* _Problem details_
Beginning at the line that contains "positive clicks: (80, 701)", transcribe every line up to the last one in the material below. Include no other lines.

* _Information provided_
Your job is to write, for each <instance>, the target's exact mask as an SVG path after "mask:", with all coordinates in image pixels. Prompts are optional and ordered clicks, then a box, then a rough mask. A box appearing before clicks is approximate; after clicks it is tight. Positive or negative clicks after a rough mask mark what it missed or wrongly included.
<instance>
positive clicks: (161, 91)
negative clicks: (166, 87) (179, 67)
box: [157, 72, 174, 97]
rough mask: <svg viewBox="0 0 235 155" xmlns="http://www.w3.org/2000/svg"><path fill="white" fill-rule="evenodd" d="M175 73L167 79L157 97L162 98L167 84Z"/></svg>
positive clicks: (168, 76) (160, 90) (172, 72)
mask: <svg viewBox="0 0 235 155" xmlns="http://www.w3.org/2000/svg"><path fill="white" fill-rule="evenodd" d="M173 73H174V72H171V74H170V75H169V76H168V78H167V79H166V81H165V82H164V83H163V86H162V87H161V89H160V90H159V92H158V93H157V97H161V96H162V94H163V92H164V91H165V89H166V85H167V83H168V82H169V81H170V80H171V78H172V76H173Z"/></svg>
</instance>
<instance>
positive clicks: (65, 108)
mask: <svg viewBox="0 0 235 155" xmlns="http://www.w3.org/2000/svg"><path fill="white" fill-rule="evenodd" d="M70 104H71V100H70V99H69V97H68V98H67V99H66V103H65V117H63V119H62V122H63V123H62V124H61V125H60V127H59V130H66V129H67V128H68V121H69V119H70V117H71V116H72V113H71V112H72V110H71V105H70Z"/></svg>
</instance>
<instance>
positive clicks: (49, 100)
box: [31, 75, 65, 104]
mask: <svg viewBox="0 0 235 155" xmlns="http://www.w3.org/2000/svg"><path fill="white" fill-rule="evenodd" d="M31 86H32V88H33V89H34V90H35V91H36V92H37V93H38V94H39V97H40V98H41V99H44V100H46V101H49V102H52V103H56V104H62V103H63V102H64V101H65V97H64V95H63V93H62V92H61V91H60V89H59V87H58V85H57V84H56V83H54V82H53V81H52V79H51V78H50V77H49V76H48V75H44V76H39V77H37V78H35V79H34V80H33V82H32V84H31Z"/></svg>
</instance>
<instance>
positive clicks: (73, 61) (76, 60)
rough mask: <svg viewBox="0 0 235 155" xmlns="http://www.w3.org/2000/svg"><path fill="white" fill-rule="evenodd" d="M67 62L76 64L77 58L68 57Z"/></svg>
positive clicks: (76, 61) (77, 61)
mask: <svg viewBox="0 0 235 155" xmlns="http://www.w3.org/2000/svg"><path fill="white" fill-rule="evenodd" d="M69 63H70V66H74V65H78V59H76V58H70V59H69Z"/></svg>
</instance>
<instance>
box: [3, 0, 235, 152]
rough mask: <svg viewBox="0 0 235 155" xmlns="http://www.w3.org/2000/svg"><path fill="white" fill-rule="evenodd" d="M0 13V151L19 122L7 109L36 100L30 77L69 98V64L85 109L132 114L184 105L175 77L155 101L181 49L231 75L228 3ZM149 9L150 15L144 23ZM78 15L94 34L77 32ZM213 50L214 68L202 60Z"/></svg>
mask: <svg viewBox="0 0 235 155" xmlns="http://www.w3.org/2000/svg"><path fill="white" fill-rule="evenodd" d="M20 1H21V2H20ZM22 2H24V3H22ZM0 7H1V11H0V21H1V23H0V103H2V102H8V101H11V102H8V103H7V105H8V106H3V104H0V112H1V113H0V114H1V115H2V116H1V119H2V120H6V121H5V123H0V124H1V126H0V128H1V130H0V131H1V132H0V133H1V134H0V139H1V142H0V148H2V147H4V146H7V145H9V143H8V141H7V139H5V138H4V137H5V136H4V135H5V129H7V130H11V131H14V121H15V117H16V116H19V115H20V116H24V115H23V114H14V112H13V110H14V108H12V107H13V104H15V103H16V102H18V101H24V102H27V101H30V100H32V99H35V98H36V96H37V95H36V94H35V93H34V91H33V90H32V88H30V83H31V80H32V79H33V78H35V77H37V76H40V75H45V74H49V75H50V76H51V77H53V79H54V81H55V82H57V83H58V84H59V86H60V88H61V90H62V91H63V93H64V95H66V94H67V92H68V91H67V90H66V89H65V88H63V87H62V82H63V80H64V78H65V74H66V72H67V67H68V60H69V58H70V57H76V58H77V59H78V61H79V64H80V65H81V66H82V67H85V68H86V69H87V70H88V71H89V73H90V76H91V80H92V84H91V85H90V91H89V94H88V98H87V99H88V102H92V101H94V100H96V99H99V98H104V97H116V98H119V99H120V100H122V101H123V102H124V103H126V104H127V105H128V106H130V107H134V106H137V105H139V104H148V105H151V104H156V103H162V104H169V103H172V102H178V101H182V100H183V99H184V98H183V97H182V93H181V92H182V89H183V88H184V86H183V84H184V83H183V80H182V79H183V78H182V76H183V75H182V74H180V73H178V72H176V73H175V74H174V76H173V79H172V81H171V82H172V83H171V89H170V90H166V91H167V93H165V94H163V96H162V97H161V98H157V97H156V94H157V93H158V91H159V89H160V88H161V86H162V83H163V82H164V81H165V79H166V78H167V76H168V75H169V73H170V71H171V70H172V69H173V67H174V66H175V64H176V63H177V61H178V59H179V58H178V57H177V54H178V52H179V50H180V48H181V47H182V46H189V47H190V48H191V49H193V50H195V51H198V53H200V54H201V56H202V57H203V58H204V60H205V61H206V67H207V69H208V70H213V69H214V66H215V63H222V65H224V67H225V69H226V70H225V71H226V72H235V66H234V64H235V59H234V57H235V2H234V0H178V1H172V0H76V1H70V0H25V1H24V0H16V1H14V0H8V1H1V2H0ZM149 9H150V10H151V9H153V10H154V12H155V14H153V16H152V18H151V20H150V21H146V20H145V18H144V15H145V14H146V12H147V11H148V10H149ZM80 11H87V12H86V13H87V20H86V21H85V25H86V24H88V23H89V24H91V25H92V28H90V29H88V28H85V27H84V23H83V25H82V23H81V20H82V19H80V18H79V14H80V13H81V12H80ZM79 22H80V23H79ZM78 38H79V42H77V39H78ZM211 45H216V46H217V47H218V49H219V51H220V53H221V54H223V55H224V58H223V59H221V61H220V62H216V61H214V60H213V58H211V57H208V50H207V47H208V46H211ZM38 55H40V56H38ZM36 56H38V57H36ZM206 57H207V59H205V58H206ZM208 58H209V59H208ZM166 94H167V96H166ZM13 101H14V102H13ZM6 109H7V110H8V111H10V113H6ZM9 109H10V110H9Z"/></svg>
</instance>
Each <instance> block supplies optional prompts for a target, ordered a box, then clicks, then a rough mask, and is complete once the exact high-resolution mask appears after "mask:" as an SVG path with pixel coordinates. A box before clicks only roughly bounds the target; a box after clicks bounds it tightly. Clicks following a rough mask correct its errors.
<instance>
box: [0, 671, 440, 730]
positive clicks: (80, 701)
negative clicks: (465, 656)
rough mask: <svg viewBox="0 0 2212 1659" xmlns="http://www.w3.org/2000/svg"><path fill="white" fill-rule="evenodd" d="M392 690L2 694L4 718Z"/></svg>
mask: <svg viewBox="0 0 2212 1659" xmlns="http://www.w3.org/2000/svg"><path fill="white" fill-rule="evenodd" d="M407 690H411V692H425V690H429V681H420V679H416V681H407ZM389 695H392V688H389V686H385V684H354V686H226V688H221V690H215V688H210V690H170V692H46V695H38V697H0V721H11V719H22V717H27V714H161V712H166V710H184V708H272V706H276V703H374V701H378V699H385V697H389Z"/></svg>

* _Response for this exercise_
positive clicks: (80, 701)
negative clicks: (465, 656)
rough mask: <svg viewBox="0 0 2212 1659" xmlns="http://www.w3.org/2000/svg"><path fill="white" fill-rule="evenodd" d="M392 690L2 694L4 718Z"/></svg>
mask: <svg viewBox="0 0 2212 1659" xmlns="http://www.w3.org/2000/svg"><path fill="white" fill-rule="evenodd" d="M407 690H411V692H425V690H429V681H420V679H416V681H407ZM389 695H392V688H389V686H385V684H354V686H226V688H221V690H215V688H210V690H170V692H46V695H38V697H0V721H11V719H22V717H27V714H161V712H166V710H184V708H272V706H276V703H374V701H378V699H385V697H389Z"/></svg>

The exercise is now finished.